--- Complete the following ---
• a. Reproduce the stretch of the fitness newsletter from "Sunday, April 13, 2008" through "be big brothers!", word for word.
• b. Resume the fitness newsletter, picking up right after its last sentence.

--- Text passage ---
Content starts

Sunday, April 27, 2008

April 27/08

This weather has been crazy lately and we can't wait till the summer weather is here!

Everyone in the bootcamps have been doing awesome with the workouts and we are looking forward to getting everyone in great shape!

Nora and Katie, the contest winners, have been pushing themselves and working hard towards improved health and fitness! I will be providing a month by month look at how the contestants are working towards their fitness goals!

New Image Exercises

Here is a series of exercises you can do to work your entire body!
Do these exersies for 30secs each
1. Situps
2. Pushups
3. Lunges
4. Pushups
5. Squats
6. Situps
7. Situps
Go for a 400meter(2-3mins) run/sprint! Do it at a fast pace! You can sub in running on spot if you don't have an area to run! You do get a better workout if you run outside though!

That'e 1 round, do 2 rounds!

New Image Recipes - Southwestern Rice and Bean Salad!

This is good with barbequed chicken.
2 Cups of cooked rice (about 2/3 cup when uncooked)
1 15oz Can of black beans, drained and rinsed
1 large tomato, chopped
3 oz low-fat chedder cheese, diced into 1/4'cubes

Dressing
1 tablespoon oil, olive/canola
2 tablespoons lime juice, lemon juice, or vinegar
1 tablespoon tace seasoning mix (or 1 teaspoon cumin and 1/8 teaspoon cayenne pepper)

Optional: 2 tablespoons chooped cilantro; 1/4 cup diced onion; salt and pepper

Directions:
1. In a large bowl, mix the rice, beans, tomato, and cheese (and cilantro and onion).
2. In a small bowl, whisk the oil, lime juice, and taco seasoning together. Pour over the rice mixutre and mix well.

Refrigerate until ready to serve. (OR serve it warm)

Servings: 4
Calories: 960
Cal/serving: 240
Carbs 27grams
Protein 15grams
Fat 8grams

Sunday, April 13, 2008

New Image Newsletter
April 11/08

Congrats to Katie Bloy and Nora Steves! Katie and Nora are the lucky winners of the 'Lose Weight in 2008 Contest.'

We will be tracking the results of Nora and Katie and letting everyone know the progress they are making! Thank you to all for your submissions into the contest!

Exciting news...
My wife and I are going to be adding a third child to our family! We are happy and excited as are Anthony and Liam who will be big brothers!

Content ends

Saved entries
Content starts

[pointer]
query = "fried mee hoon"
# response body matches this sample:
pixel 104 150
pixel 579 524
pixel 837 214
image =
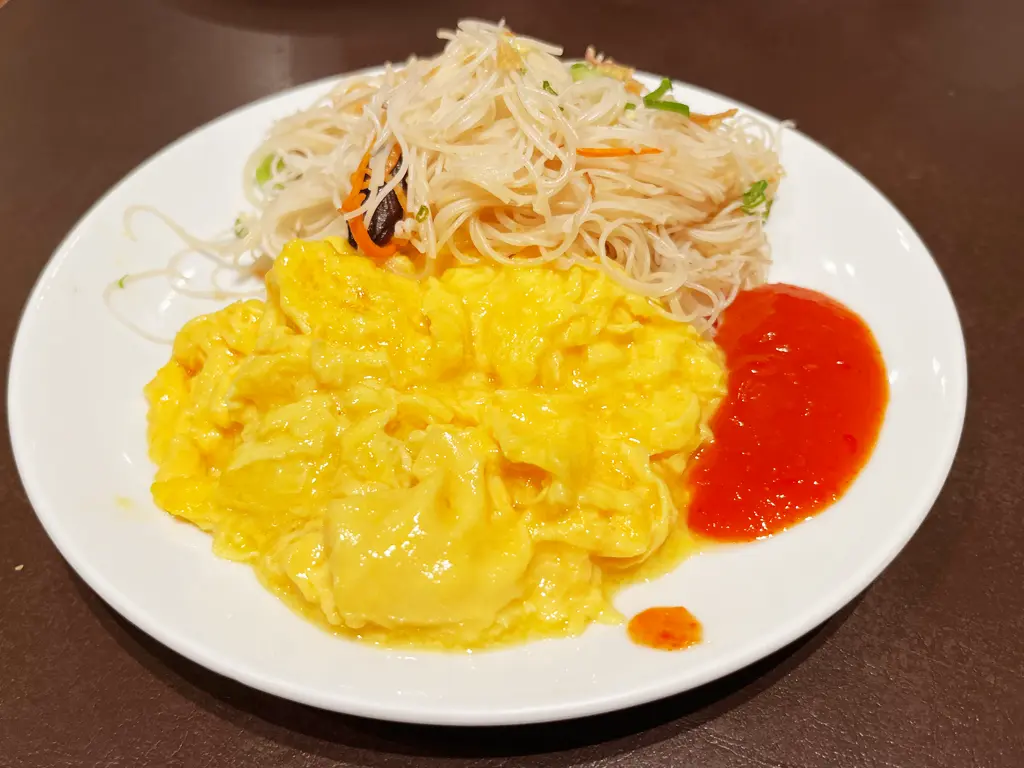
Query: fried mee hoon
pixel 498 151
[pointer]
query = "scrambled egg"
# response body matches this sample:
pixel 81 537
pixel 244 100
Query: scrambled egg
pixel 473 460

Content ends

--- Results of the tasks ---
• a.
Sunday, April 13, 2008

New Image Newsletter
April 11/08

Congrats to Katie Bloy and Nora Steves! Katie and Nora are the lucky winners of the 'Lose Weight in 2008 Contest.'

We will be tracking the results of Nora and Katie and letting everyone know the progress they are making! Thank you to all for your submissions into the contest!

Exciting news...
My wife and I are going to be adding a third child to our family! We are happy and excited as are Anthony and Liam who will be big brothers!

• b.
Upcoming....
April's bootcamp is gearing up and will be a big bootcamp as we have the anniversary $99 bootcamp special! It is going to be awesome training and we will be doing Mt.Doug on Fridays!!! I am sure everyone is looking forward to that!

New Image Recipes
Stuffed Chicken Breasts with Three Bell Peppers

This recipe serves: 4
Preparation time : 10 minutes
Cooking time : 15 minutes

Ingredients
1 small red bell pepper, seeded and sliced into thin strips
1 small green bell pepper, seeded and sliced into thin strips
1 small yellow bell pepper, seeded and sliced into thin strips
1 shallot, diced
2 teaspoons olive oil
4 boneless, skinless chicken breasts, about 4 to 6 ounces each
1 1/2 tablespoons olive oil
1/4 cup white balsamic vinegar
3/4 cup chicken stock

Cooking Instructions
1. In a small bowl, mix the bell pepper strips and diced shallot together.
2. Heat 2 teaspoons olive oil in a skillet over a medium-high heat. Cook the bell pepper mixture until tender, about 4 to 5 minutes.
3. Cut a deep horizontal pocket in the side of each chicken breast. Make the pocket as large as you can without piercing the top or bottom of the breast. Place 1/4 cup of the pepper mixture in the pocket of each chicken breast. Secure the pocket with toothpicks threading along the side to close.
4. Heat the remaing 1 1/2 tablespoons oil in a heavy oven-proof skillet until it begins to smoke. Cook each side of the chicken until golden brown.
5. Add the vinegar and chicken stock and bring to a boil. Lower the heat and gently simmer the chicken for 2 or 3 minutes per side until cooked through.
6. Remove the chicken breasts from the skillet and keep warm. Continue to cook the sauce until it is reduced to a thick syrup.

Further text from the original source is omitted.